— Start ARTICLE —
What about the current does it still stay at 500mA? I thought that caps
could not store energy?

Caps do store energy. So do inductors.

The current through the inductor builds up when the transistor is on,
and decays when it's off. Those phases correspond to adding energy to
the inductor, and taking it out. If the L is big enough and the
frequency is high enough, the current through the inductor is *almost*
constant. In real life, there's a pretty-much triangular ripple
current in the inductor, because nobody wants to buy huge inductors.

The ripple current in the inductor in turn causes a bit of ripple
voltage across the capacitor, and the load.

John

 

[John Larkin]

On Fri, 30 Nov 2007 13:49:36 -0600, "Jon Slaughter"
<Jon_Slaughter@Hotmail.com> wrote:

"Ben" <nebATwalrus81DOTplusDOTcom> wrote in message
news:13l0lao7rhi06bf@corp.supernews.com...
Hello,

Been working with a buck circuit, today and think I've got in a bit of
mix.

Sorry for the bad ascii art!

Yes, it very bad. You need to use a fixed width font when doing ascii so
each character gets the same space. Else it could make no sense. You could,
for example, use word or notepad and select a fixed width font and then copy
it into the email if you cannot change the font in the email program(you can
do it with outlook if you go into options).

It looked OK to me, Agent with a fixed-pitch font.

John

 

[Ben]

"The diode "clamps" the switch node from swinging

negative."

?

So I'm a bit confused. So am I correct in thinking that thorught out
the on/off phase, the current always flows from the inductor to the
capacitor. The back e.m.f would go to the switch when turned off if it
were not for the diode?

I thought that the diode would conduct as it were revese biased by the
back e.m.f

I'm all condused again!



John Larkin wrote:

On Fri, 30 Nov 2007 18:24:23 +0000, Ben <nebATwalrus81DOTplusDOTcom
wrote:

Hello,

Been working with a buck circuit, today and think I've got in a bit of
mix.

Sorry for the bad ascii art!




Looks fine to me.


cct:

Switch Inductor
---------- \------|----LLLLLLL-----|---------o +ve output 5V DC
| |
| |
/ \ ------
Diode --- ------ Capacitor
| |
| |
| |
---------------------------------------------o ground 0V DC


Diode is a low power shotky switch is actually transistor.

Ok m so when the switch is closed the current flows through the
inductor, creating a magnetic field. The cap charges and the output
voltage of 5V is reached. So the p.d at the output is 5V say at 500mA
to keep things simple.

Right. The diode is now reverse biased, off.

When the switch is opened, there is a back e.m.f generated by the
inductutor. Which basically means that the p.d at the didoe and
inductior is -5V. The diode is now reverse biased.
— End ARTICLE —
— Start INFORMATION SHOWN —
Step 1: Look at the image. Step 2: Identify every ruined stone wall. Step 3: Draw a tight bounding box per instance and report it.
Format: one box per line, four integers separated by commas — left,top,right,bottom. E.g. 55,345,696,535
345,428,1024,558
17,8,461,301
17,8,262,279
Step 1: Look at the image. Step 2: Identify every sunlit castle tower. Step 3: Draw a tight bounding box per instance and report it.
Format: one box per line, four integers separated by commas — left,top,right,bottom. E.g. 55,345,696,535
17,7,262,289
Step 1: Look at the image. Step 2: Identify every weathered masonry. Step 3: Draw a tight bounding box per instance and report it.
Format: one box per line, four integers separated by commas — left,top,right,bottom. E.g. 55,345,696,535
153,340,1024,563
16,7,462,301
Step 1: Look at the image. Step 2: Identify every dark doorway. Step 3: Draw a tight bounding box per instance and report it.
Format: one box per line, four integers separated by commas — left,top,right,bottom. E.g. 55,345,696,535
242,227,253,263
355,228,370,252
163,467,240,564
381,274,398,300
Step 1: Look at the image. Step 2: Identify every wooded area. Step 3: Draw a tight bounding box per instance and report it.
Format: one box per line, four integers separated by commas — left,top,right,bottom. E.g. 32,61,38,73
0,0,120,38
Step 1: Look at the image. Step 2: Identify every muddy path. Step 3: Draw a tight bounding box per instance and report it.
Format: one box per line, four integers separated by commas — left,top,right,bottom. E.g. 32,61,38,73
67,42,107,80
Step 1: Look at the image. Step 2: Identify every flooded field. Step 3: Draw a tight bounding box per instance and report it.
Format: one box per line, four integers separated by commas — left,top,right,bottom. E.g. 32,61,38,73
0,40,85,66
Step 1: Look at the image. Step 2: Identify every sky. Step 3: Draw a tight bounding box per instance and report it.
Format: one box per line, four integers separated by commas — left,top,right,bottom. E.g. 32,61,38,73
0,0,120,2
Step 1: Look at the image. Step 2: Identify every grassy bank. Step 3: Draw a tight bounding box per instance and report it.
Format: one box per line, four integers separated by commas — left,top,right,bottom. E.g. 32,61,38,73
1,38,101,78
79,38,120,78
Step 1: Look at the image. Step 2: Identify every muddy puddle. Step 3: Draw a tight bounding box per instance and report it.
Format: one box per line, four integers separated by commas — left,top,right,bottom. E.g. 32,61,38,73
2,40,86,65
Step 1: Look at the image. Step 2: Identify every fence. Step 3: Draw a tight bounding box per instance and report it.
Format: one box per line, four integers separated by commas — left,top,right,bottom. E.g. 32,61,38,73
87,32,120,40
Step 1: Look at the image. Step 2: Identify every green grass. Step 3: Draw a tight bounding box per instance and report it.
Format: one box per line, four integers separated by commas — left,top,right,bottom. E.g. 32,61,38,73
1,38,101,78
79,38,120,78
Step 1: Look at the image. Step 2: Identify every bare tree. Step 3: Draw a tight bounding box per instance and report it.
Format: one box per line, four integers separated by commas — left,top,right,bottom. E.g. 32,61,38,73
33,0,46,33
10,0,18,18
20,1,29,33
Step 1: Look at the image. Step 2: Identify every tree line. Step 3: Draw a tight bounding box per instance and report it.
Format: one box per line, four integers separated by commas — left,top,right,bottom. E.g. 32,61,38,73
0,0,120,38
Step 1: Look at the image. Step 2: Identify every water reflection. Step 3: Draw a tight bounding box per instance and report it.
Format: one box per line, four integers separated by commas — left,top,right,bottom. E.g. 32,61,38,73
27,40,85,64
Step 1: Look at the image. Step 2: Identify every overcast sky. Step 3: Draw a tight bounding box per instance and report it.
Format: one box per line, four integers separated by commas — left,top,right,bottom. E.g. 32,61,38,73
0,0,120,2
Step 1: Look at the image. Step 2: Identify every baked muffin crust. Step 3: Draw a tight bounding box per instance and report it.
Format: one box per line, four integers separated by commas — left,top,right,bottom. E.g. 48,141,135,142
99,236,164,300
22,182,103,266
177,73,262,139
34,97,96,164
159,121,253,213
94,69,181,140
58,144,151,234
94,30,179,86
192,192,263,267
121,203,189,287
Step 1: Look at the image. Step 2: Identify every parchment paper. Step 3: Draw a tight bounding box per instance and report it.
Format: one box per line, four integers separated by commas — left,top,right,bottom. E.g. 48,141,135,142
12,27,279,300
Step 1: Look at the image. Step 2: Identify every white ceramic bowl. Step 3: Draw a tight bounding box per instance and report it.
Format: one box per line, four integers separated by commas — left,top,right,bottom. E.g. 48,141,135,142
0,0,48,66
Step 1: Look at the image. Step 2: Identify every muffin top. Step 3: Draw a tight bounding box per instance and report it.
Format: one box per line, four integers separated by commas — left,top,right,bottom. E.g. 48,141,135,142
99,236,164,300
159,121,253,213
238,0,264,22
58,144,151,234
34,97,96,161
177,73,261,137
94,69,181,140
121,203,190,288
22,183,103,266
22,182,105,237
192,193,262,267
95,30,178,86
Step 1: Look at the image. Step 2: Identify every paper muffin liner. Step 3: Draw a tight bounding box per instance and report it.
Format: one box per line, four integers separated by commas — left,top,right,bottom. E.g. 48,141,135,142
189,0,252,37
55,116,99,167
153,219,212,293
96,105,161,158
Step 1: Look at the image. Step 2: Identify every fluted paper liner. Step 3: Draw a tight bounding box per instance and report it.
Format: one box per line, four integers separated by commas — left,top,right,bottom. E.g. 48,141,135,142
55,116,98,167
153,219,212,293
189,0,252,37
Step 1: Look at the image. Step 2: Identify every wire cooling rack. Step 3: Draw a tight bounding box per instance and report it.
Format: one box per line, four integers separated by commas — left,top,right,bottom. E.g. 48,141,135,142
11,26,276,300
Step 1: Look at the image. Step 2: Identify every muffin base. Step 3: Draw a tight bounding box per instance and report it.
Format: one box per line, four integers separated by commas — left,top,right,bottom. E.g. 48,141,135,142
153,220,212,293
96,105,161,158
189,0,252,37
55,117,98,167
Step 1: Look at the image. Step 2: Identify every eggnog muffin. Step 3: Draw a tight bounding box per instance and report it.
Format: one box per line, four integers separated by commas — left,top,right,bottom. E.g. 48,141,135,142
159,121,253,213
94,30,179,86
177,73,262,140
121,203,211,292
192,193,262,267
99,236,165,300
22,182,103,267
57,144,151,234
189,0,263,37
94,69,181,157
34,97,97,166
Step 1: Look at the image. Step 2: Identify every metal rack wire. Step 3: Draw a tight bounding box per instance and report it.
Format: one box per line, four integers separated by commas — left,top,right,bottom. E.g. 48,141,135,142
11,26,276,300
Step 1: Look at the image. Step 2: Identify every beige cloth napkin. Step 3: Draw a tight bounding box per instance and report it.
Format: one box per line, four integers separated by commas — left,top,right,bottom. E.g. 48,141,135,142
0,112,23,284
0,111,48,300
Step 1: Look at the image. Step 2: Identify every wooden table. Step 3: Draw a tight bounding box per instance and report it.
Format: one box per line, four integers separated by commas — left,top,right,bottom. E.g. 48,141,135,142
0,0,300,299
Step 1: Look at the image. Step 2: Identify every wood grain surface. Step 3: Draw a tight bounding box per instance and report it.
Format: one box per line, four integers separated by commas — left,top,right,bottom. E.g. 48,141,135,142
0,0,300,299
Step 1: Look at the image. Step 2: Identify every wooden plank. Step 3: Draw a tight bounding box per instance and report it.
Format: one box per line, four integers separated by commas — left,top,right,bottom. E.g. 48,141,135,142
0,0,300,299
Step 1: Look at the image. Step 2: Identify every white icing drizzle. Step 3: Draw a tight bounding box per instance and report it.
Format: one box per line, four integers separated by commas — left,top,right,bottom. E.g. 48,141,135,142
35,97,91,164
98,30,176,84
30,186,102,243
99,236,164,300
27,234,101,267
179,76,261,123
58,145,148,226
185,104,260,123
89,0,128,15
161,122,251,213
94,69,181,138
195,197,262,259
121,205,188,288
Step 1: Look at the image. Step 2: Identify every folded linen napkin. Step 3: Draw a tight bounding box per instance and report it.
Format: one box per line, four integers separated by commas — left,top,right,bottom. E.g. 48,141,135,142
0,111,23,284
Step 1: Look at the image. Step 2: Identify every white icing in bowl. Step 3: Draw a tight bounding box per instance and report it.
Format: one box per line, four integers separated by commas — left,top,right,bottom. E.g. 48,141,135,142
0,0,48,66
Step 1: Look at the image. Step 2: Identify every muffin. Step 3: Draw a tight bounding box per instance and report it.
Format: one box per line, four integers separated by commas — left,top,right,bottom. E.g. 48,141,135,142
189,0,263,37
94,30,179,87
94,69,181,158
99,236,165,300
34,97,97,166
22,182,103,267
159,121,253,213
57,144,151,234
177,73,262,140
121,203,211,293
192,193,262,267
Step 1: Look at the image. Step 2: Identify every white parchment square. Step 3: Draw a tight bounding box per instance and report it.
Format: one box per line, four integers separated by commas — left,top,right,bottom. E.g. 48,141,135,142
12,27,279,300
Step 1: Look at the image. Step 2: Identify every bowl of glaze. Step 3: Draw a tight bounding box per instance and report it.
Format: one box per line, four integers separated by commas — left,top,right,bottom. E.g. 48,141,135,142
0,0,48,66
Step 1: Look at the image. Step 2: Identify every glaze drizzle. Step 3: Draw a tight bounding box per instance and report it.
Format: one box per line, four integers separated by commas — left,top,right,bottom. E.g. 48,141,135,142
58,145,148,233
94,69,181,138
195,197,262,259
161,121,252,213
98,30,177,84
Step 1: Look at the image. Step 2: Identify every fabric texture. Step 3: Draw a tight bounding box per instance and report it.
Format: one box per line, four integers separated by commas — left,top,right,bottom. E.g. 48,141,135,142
— End INFORMATION SHOWN —
DIRECTIONS:
1. From the buck circuit thread, copy the passage starting at "Caps do store" and ending at "buy huge inductors.".
2. Condense the paragraph of the buck circuit thread that begins "The current through the inductor builds up" into a short bulleted list, keeping its main facts.
3. Answer these questions from the buck circuit thread:
(a) Besides capacitors, what component is said to store energy?
(b) What output voltage and current does the circuit description assume for simplicity?
(c) In which program, and with what kind of font, did the ascii art look OK to one reply?
These rows have no connection to the buck circuit thread.

RESPONSES FOR EACH TASK:
1.
Caps do store energy. So do inductors.

The current through the inductor builds up when the transistor is on,
and decays when it's off. Those phases correspond to adding energy to
the inductor, and taking it out. If the L is big enough and the
frequency is high enough, the current through the inductor is *almost*
constant. In real life, there's a pretty-much triangular ripple
current in the inductor, because nobody wants to buy huge inductors.

2.
- The inductor current rises while the transistor is on and falls while it is off.
- These phases correspond to adding energy to the inductor and taking it out.
- If the inductance is large enough and the frequency high enough, the inductor current is almost constant.
- In practice the inductor carries a roughly triangular ripple current, because nobody wants to buy huge inductors.

3.
(a) Inductors.
(b) 5V at 500mA.
(c) Agent, with a fixed-pitch font.